Tugas:
**a.** Jawablah pertanyaan berikut berdasarkan teks sumber, tandai jawaban dengan (i), (ii), dan (iii):
(i) Apa yang diberikan Tuhan kepada keduanya setelah mereka berdoa?
(ii) Dari mana dan ke mana dua kapsul dalam perumpamaan itu dijatuhkan?
(iii) Apa yang teringat oleh mereka berdua dalam keadaan seperti itu?
**b.** Lanjutkan kisah tentang dua manusia yang terpisah di Bumi setelah diampuni Tuhan, mulai dari kalimat terakhirnya.

Sumber:

Kami telah menganiaya diri kami sendiri, seandainya Engkau tidak memberi ampun
kami dan memberi rahmat kami, tentulah kami termasuk orang-orang yang merugi.
Setelah
berdo'a seperti tersebut diatas keduanya di beri ampun dan maaf oleh Tuhan
Allah Yang Maha Kasih lagi Maha Sayang.
Tiada
manusia lain di Bumi ketika itu kecuali mereka berdua, namun terpisah. Seumpama
dua kapsul yang dijatuhkan dari langit ke Bumi, yang satu berada entah dimana,
yang lainnya begitu pula. Keduanya sepi dari kesendiriannya masing-masing
ditengah bumi yang asing bagi mereka berdua. Satu yang lainnya mengembara,
saling mencari. Detik demi detik. Jam demi jam. Hari demi hari. Minggu demi
minggu. Bulan demi bulan. Tahun demi tahun. Sejuta tahun rasanya belum bertemu
juga. Tak tahu arah dan dimana mau bertemu. Untuk mengetahui dimana
masing-masingnya berada, ketika itu belum ada teknologi GPS dan cellpone. Dalam keadaan seperti itu
teringatlah betapa enaknya hidup mereka berdua di Surga nan indah itu.

Isi Materi:
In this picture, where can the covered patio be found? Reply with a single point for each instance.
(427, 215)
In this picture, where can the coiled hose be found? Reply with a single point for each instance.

Jawaban:
**a.**
(i) Ampun dan maaf.
(ii) Dari langit ke Bumi.
(iii) Betapa enaknya hidup mereka berdua di Surga nan indah itu.

**b.**
Ditengah
dataran yang amat luas itu, berdirilah suatu bukit. Tentunya bukit lebih tinggi
dari dataran tanah sekitarnya, memungkinkan mereka mudah melihat apa yang
sedang dicari. Akhirnya, bertemulah mereka berdua diatas bukit itu. Dapat kita
bayangkan bagaimana detik-detik yang sangat sangat sangat berbahagia itu tampak
di wajah masing-masing. Selama ini, sepi dari kesendirian masing-masing. Rindu
rendam, kangen yang akhirnya kesampaian. Mereka berdua ini sungguh bersukacita,
yang tak terperikan. Mereka berdua terlepas dari kesengsaraan bersendiri.
Mereka berdua tidak mau terpisah lagi, sampai hayat dikandung badan. Bukit
tempat pertemuan itu masih tegak abadi kini, namanya Jabal ar-Rahmah. Dalam bahasa dinamakan Bukit Rahmah. Artinya,
“Bukit Kasih”. Terambil dari kata Jabal, artinya Bukit. Dan Rahmah artinya,
Kasih. Padang dataran luas disekitar bukit bernama Arafah yang artinya “Pertemuan”.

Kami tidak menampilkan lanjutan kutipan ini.